== Required action ==
Reproduce verbatim only the line that holds "target: black tire" and the lines that follow it to the end of the listing.

........

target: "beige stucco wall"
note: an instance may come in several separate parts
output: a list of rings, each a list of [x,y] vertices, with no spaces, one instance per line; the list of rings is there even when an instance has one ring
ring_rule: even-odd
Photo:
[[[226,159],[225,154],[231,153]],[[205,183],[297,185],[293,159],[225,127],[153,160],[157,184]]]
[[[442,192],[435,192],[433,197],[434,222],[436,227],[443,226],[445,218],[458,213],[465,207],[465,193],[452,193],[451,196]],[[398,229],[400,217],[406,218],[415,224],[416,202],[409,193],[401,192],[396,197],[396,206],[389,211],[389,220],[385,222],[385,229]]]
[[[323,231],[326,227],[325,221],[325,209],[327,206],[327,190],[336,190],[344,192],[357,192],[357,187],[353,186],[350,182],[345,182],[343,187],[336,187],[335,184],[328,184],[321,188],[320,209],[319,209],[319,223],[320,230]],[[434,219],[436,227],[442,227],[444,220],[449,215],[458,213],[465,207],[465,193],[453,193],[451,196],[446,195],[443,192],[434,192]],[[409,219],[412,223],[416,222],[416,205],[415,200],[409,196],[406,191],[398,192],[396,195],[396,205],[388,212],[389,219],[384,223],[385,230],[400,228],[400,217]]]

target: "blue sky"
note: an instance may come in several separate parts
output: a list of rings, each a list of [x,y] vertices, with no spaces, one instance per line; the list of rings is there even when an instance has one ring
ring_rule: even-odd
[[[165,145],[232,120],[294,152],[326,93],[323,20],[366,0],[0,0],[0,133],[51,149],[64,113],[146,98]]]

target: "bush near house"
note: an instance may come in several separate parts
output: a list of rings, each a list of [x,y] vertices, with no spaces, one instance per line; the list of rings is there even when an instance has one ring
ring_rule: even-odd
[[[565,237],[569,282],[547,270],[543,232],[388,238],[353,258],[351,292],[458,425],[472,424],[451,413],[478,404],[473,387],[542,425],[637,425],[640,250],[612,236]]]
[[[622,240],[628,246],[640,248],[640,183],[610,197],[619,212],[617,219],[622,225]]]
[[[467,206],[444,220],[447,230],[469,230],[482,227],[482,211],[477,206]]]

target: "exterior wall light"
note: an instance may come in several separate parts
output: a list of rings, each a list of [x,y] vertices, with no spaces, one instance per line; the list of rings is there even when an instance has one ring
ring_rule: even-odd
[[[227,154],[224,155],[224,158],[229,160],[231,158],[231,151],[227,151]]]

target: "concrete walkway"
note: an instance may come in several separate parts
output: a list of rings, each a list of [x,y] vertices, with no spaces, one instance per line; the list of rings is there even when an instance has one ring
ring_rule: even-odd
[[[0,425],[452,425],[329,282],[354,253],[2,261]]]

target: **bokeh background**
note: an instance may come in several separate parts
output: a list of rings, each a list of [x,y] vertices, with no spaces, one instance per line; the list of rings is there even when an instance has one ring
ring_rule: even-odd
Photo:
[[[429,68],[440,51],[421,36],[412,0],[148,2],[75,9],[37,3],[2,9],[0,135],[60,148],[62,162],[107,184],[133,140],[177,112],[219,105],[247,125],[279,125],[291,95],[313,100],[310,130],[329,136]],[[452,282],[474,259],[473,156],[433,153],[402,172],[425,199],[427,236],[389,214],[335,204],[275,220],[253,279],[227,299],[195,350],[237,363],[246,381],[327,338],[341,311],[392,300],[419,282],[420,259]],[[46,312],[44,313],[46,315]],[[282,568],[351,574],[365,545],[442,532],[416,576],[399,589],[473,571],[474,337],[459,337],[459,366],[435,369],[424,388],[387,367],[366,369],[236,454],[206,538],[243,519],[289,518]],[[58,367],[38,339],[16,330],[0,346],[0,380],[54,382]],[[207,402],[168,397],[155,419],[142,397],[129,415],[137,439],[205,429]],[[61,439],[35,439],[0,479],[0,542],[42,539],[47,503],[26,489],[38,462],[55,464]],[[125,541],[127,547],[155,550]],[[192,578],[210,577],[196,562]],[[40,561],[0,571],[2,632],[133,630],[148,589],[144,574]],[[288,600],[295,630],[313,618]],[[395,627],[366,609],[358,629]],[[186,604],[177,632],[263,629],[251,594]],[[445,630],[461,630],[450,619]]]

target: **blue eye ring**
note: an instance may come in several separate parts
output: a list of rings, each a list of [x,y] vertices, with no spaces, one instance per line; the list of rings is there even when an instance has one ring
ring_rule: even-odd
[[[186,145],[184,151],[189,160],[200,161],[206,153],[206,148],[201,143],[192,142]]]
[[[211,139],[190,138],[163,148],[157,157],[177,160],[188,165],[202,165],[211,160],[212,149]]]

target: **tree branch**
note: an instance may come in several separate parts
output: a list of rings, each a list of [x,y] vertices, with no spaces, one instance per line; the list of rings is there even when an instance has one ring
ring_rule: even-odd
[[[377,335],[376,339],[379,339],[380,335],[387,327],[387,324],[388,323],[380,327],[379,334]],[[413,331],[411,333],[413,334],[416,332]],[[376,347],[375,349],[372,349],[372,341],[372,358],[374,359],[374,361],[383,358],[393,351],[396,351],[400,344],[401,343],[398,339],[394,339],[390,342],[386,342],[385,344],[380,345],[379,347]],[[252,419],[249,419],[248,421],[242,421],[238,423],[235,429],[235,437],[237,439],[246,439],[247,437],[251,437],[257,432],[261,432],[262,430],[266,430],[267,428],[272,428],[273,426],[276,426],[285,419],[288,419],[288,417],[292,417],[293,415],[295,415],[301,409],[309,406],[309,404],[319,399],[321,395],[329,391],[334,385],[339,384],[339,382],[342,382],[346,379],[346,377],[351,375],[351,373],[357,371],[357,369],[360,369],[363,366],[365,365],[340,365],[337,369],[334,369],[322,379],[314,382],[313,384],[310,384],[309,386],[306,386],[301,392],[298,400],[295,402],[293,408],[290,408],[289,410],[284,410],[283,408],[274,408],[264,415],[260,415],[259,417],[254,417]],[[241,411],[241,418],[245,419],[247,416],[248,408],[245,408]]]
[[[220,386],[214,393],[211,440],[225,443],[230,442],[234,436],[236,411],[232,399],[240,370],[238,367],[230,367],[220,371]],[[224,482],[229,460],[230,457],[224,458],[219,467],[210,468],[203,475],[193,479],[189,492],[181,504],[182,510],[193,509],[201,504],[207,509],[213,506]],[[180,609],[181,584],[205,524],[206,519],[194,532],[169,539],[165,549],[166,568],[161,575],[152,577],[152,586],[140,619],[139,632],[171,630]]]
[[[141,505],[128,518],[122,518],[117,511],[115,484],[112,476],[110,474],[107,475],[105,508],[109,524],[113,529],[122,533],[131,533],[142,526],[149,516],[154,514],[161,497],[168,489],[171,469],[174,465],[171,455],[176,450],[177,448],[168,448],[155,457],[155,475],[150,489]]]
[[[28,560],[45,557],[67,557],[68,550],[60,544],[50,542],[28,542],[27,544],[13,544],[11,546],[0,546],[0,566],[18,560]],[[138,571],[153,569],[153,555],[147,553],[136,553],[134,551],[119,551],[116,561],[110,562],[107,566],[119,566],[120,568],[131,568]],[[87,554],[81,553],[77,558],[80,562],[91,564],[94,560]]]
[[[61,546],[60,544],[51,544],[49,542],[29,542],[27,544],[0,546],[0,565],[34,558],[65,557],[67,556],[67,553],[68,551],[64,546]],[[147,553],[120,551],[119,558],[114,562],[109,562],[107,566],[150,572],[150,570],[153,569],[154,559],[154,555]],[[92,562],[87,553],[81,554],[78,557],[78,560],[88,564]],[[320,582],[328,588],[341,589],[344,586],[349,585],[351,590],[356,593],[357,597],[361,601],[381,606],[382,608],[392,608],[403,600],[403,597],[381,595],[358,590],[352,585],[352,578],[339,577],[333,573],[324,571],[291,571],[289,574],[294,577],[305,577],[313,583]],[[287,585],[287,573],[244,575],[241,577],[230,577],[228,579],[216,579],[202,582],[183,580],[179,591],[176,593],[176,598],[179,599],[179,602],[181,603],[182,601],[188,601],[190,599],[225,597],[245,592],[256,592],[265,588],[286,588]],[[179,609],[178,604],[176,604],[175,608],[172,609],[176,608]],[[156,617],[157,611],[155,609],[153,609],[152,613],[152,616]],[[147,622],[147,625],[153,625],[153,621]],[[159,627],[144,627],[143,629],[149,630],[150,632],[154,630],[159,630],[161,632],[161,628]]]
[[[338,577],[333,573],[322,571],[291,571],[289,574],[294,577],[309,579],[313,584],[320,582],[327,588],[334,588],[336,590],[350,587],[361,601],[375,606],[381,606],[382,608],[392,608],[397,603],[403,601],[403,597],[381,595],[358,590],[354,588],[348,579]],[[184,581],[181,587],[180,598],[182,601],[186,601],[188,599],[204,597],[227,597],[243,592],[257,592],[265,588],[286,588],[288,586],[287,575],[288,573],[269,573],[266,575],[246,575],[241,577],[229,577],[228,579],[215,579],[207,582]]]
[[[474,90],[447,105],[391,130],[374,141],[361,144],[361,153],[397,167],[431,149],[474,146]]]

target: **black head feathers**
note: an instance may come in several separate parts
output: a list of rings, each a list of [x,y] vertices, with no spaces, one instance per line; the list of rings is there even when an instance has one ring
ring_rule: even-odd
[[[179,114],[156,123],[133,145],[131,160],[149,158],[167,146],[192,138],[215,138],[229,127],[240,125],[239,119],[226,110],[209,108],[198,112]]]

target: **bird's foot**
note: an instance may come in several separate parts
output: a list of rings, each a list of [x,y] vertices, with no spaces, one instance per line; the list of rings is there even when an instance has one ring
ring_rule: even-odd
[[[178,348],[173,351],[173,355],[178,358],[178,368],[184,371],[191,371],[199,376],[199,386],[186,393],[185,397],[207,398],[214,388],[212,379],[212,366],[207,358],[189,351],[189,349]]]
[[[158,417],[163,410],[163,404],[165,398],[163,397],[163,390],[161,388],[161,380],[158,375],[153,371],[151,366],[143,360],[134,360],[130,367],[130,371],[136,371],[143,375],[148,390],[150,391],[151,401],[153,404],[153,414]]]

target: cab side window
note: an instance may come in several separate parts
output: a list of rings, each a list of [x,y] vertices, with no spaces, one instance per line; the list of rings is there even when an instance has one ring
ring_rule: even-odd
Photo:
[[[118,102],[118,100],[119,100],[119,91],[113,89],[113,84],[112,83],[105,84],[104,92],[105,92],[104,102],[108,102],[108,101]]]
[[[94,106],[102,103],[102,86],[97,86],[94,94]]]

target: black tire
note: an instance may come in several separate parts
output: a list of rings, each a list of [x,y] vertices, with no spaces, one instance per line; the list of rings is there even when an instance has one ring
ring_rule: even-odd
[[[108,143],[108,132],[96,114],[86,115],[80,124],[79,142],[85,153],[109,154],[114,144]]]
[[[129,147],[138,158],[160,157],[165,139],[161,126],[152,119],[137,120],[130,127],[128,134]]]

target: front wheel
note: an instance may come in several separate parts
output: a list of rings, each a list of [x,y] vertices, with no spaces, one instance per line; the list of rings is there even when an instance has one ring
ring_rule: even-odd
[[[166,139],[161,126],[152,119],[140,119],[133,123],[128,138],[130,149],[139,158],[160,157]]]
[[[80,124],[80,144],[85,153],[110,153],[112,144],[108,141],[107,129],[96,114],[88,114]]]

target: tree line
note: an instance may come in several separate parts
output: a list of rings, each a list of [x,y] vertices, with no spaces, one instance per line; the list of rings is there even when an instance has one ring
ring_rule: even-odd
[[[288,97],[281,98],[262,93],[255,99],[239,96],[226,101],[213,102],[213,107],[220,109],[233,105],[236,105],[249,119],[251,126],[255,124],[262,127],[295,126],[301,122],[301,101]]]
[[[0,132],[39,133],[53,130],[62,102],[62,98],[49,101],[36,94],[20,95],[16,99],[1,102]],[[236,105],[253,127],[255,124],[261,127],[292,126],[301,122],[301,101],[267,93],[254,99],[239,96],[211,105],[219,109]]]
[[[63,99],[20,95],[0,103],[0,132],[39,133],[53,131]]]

........

== Exercise solution ==
target: black tire
note: an instance may come in several separate parts
output: a list of rings, each a list of [x,y] vertices, with no spaces, one instance per line; the list of rings is there even when an instance has one ring
ring_rule: even-odd
[[[108,143],[108,132],[96,114],[86,115],[80,124],[79,142],[85,153],[109,154],[114,144]]]
[[[129,147],[138,158],[160,157],[165,139],[161,126],[152,119],[137,120],[130,127],[128,134]]]

target: front wheel
note: an instance may come in several separate parts
output: a list of rings, each a list of [x,y] vertices, with no spaces, one instance per line; the list of rings is there even when an instance has one ring
ring_rule: even-odd
[[[166,139],[161,126],[152,119],[140,119],[133,123],[128,138],[130,149],[139,158],[160,157]]]
[[[80,124],[80,144],[85,153],[110,153],[112,144],[108,141],[107,129],[96,114],[88,114]]]

target: tree line
note: an instance may come in several separate parts
output: a list of rings, each a list of [x,y] vertices, with no spaces, one instance per line; the list of rings is there even when an instance has one ring
ring_rule: even-odd
[[[288,97],[281,98],[262,93],[255,99],[239,96],[226,101],[213,102],[213,107],[220,109],[233,105],[236,105],[249,119],[251,126],[255,124],[262,127],[295,126],[301,122],[301,101]]]
[[[0,132],[39,133],[53,130],[62,102],[62,98],[49,101],[36,94],[20,95],[16,99],[1,102]],[[236,105],[253,127],[255,124],[261,127],[292,126],[301,122],[301,101],[267,93],[254,99],[239,96],[211,105],[219,109]]]
[[[63,99],[20,95],[0,103],[0,132],[39,133],[53,131]]]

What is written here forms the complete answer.